--- STATED PROBLEM ---
Reproduce the lines below, substituting "fill-rule nonzero" for every occurrence of "fill-rule evenodd" and leaving everything else unchanged.

--- DATASET CONTENT ---
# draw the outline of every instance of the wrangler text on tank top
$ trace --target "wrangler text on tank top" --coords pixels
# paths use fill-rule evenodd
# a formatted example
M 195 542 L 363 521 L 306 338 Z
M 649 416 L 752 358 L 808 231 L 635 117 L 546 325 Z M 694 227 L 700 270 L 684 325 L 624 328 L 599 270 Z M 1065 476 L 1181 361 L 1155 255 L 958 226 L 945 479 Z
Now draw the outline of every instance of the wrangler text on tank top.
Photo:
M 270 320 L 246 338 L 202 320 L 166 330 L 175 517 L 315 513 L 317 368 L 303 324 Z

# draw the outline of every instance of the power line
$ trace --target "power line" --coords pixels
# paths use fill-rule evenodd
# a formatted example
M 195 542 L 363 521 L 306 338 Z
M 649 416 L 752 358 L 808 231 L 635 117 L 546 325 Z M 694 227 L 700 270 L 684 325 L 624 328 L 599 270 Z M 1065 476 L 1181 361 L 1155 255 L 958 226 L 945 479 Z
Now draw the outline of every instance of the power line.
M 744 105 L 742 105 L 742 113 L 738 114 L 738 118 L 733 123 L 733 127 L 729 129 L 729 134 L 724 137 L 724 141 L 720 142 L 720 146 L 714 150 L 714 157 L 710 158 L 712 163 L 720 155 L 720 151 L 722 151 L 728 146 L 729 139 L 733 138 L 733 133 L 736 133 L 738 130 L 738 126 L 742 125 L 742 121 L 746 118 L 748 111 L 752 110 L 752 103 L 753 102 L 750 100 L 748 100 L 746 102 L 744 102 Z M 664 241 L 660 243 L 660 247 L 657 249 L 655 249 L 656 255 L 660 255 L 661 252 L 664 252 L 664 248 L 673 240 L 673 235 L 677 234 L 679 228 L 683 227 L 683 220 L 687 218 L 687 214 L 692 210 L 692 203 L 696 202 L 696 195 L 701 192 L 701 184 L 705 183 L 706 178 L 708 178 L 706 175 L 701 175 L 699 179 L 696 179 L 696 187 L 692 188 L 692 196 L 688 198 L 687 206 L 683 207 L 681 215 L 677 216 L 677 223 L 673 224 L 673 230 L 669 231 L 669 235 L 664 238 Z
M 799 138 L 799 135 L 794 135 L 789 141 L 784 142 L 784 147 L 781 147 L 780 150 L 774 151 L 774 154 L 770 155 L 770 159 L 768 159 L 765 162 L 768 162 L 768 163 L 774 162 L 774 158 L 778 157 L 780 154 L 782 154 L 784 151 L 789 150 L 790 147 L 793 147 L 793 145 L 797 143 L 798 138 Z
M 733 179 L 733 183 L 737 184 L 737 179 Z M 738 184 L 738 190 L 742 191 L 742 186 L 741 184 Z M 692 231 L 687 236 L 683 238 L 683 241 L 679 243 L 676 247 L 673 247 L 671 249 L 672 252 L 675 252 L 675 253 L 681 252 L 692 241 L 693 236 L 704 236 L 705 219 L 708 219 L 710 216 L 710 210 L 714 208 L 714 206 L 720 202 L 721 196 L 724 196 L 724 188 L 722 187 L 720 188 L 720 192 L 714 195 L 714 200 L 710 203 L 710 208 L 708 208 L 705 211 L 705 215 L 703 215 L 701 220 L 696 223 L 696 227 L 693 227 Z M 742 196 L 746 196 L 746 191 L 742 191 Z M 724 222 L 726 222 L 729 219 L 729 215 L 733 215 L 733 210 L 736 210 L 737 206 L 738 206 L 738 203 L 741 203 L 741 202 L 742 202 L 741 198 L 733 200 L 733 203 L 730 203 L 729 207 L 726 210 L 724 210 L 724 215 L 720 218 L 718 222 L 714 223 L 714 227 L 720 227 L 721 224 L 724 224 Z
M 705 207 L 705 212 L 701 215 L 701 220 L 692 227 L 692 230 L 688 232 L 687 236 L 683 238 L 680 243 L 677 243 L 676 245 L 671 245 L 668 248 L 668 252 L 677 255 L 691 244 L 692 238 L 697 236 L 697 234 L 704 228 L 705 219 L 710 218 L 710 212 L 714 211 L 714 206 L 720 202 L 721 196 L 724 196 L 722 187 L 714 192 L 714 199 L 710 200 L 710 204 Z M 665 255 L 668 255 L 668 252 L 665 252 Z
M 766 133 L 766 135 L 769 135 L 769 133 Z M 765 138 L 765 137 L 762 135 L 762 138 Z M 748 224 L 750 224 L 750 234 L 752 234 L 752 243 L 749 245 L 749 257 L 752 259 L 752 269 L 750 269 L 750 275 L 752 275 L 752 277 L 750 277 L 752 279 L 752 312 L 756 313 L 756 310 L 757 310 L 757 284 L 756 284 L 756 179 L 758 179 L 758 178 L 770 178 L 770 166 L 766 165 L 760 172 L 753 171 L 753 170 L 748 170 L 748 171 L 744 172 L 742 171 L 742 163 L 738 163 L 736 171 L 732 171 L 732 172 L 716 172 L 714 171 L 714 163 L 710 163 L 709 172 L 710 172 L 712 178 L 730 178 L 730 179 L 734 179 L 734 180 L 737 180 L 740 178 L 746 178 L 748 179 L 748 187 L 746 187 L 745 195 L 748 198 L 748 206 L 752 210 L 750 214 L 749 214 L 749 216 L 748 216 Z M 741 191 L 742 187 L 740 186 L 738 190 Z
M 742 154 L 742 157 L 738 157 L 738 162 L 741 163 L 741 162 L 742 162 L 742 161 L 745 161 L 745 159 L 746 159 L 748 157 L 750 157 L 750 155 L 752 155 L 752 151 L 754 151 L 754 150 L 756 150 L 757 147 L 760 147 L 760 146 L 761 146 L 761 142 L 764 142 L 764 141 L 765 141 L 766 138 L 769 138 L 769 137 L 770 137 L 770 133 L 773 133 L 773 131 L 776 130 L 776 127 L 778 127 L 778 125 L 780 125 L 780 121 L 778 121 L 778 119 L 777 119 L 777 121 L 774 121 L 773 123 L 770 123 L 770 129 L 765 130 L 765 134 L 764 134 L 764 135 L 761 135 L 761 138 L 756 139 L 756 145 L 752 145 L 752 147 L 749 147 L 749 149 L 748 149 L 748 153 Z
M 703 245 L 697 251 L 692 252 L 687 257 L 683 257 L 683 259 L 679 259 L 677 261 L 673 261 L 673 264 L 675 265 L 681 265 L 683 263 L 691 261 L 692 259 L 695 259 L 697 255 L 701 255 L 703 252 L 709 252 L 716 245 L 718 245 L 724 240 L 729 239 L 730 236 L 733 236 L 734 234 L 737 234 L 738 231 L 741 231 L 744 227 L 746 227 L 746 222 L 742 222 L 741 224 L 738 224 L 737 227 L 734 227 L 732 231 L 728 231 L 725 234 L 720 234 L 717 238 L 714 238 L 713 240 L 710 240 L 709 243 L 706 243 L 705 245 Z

--- WRITTEN ANSWER ---
# draw the outline of every instance of the wrangler text on tank top
$ trace --target "wrangler text on tank top" --coords pixels
# paths use fill-rule nonzero
# a formatted example
M 195 542 L 363 521 L 306 338 Z
M 649 416 L 752 358 L 808 231 L 635 117 L 546 325 Z M 694 227 L 700 270 L 684 325 L 624 328 L 599 270 Z M 1065 476 L 1181 361 L 1155 255 L 958 226 L 945 479 Z
Now draw the outline of every instance of the wrangler text on tank top.
Photo:
M 270 320 L 246 338 L 202 320 L 166 330 L 175 517 L 315 513 L 317 368 L 303 324 Z

# draw the outline of every instance of the power line
$ trace --target "power line" --coords pixels
# paths use fill-rule nonzero
# a formatted example
M 195 542 L 363 521 L 306 338 Z
M 649 416 L 752 358 L 808 231 L 635 117 L 546 325 Z M 694 227 L 700 270 L 684 325 L 624 328 L 599 270 Z M 1065 476 L 1181 361 L 1155 255 L 958 226 L 945 479 Z
Now draw the outline of every instance of the power line.
M 744 105 L 742 105 L 742 113 L 738 114 L 738 118 L 733 123 L 733 127 L 729 129 L 729 134 L 724 137 L 724 141 L 720 142 L 720 146 L 714 150 L 714 157 L 710 158 L 712 163 L 720 155 L 720 151 L 722 151 L 728 146 L 729 139 L 733 138 L 733 133 L 736 133 L 738 130 L 738 126 L 742 125 L 742 121 L 746 118 L 748 111 L 752 110 L 752 103 L 753 102 L 750 100 L 748 100 L 746 102 L 744 102 Z M 664 241 L 660 243 L 660 247 L 657 249 L 655 249 L 656 255 L 660 255 L 661 252 L 664 252 L 664 248 L 673 240 L 673 235 L 677 234 L 679 228 L 683 227 L 683 220 L 687 218 L 687 214 L 692 210 L 692 203 L 696 202 L 696 195 L 701 192 L 701 184 L 705 183 L 706 178 L 708 178 L 706 175 L 701 175 L 699 179 L 696 179 L 696 187 L 692 188 L 692 196 L 688 198 L 687 206 L 683 207 L 681 215 L 677 216 L 677 223 L 673 224 L 673 230 L 669 231 L 669 235 L 664 238 Z
M 799 138 L 799 135 L 794 135 L 789 141 L 784 142 L 784 147 L 781 147 L 780 150 L 774 151 L 774 154 L 770 155 L 770 159 L 768 159 L 765 162 L 768 162 L 768 163 L 774 162 L 774 158 L 778 157 L 780 154 L 782 154 L 784 151 L 789 150 L 790 147 L 793 147 L 793 145 L 797 143 L 798 138 Z
M 733 179 L 733 183 L 737 184 L 737 179 Z M 738 184 L 738 190 L 742 191 L 742 186 L 741 184 Z M 692 231 L 687 236 L 683 238 L 683 241 L 679 243 L 676 247 L 673 247 L 671 249 L 672 252 L 675 252 L 675 253 L 681 252 L 692 241 L 693 236 L 704 236 L 705 219 L 708 219 L 710 216 L 710 210 L 714 208 L 714 206 L 720 202 L 721 196 L 724 196 L 724 188 L 722 187 L 720 188 L 720 192 L 714 195 L 714 200 L 710 203 L 710 208 L 708 208 L 705 211 L 705 215 L 703 215 L 701 220 L 696 223 L 696 227 L 693 227 Z M 742 196 L 746 196 L 746 191 L 742 191 Z M 724 222 L 726 222 L 729 219 L 729 215 L 733 215 L 733 210 L 736 210 L 737 206 L 738 206 L 738 203 L 741 203 L 741 202 L 742 202 L 741 198 L 733 200 L 733 203 L 730 203 L 729 207 L 726 210 L 724 210 L 724 215 L 720 218 L 718 222 L 714 223 L 714 227 L 720 227 L 721 224 L 724 224 Z
M 705 207 L 705 212 L 701 215 L 701 220 L 692 227 L 692 230 L 688 232 L 687 236 L 683 238 L 680 243 L 677 243 L 676 245 L 671 245 L 668 248 L 668 252 L 677 255 L 691 244 L 692 238 L 697 236 L 697 234 L 704 228 L 705 219 L 710 218 L 710 212 L 714 211 L 714 206 L 720 202 L 721 196 L 724 196 L 722 187 L 714 192 L 714 199 L 710 200 L 710 204 Z M 665 255 L 668 255 L 668 252 L 665 252 Z
M 766 133 L 766 135 L 769 135 L 769 133 Z M 765 138 L 765 137 L 762 135 L 762 138 Z M 748 224 L 750 224 L 750 234 L 752 234 L 752 243 L 749 245 L 749 257 L 752 259 L 752 269 L 750 269 L 750 275 L 752 275 L 752 277 L 750 277 L 752 279 L 752 312 L 756 313 L 756 310 L 757 310 L 757 284 L 756 284 L 756 179 L 758 179 L 758 178 L 770 178 L 770 166 L 766 165 L 760 172 L 753 171 L 753 170 L 748 170 L 748 171 L 744 172 L 742 171 L 742 163 L 738 163 L 736 171 L 732 171 L 732 172 L 716 172 L 714 171 L 714 163 L 710 163 L 709 172 L 710 172 L 712 178 L 730 178 L 730 179 L 734 179 L 734 180 L 737 180 L 740 178 L 746 178 L 748 179 L 748 187 L 746 187 L 745 195 L 748 198 L 748 206 L 752 210 L 750 214 L 749 214 L 749 216 L 748 216 Z M 741 191 L 742 187 L 740 186 L 738 190 Z
M 742 154 L 742 157 L 738 157 L 738 162 L 741 163 L 741 162 L 742 162 L 742 161 L 745 161 L 745 159 L 746 159 L 748 157 L 750 157 L 750 155 L 752 155 L 752 151 L 754 151 L 754 150 L 756 150 L 757 147 L 760 147 L 760 146 L 761 146 L 761 142 L 764 142 L 764 141 L 765 141 L 766 138 L 769 138 L 769 137 L 770 137 L 770 133 L 773 133 L 773 131 L 776 130 L 776 127 L 778 127 L 778 125 L 780 125 L 780 121 L 778 121 L 778 119 L 777 119 L 777 121 L 774 121 L 773 123 L 770 123 L 770 129 L 765 130 L 765 134 L 764 134 L 764 135 L 761 135 L 761 138 L 756 139 L 756 145 L 752 145 L 752 147 L 749 147 L 749 149 L 748 149 L 748 153 Z
M 703 245 L 697 251 L 692 252 L 687 257 L 683 257 L 683 259 L 679 259 L 677 261 L 673 261 L 673 264 L 675 265 L 681 265 L 683 263 L 691 261 L 692 259 L 695 259 L 697 255 L 701 255 L 703 252 L 709 252 L 716 245 L 718 245 L 724 240 L 729 239 L 730 236 L 733 236 L 734 234 L 737 234 L 738 231 L 741 231 L 744 227 L 746 227 L 746 222 L 742 222 L 741 224 L 738 224 L 737 227 L 734 227 L 732 231 L 728 231 L 725 234 L 720 234 L 717 238 L 714 238 L 713 240 L 710 240 L 709 243 L 706 243 L 705 245 Z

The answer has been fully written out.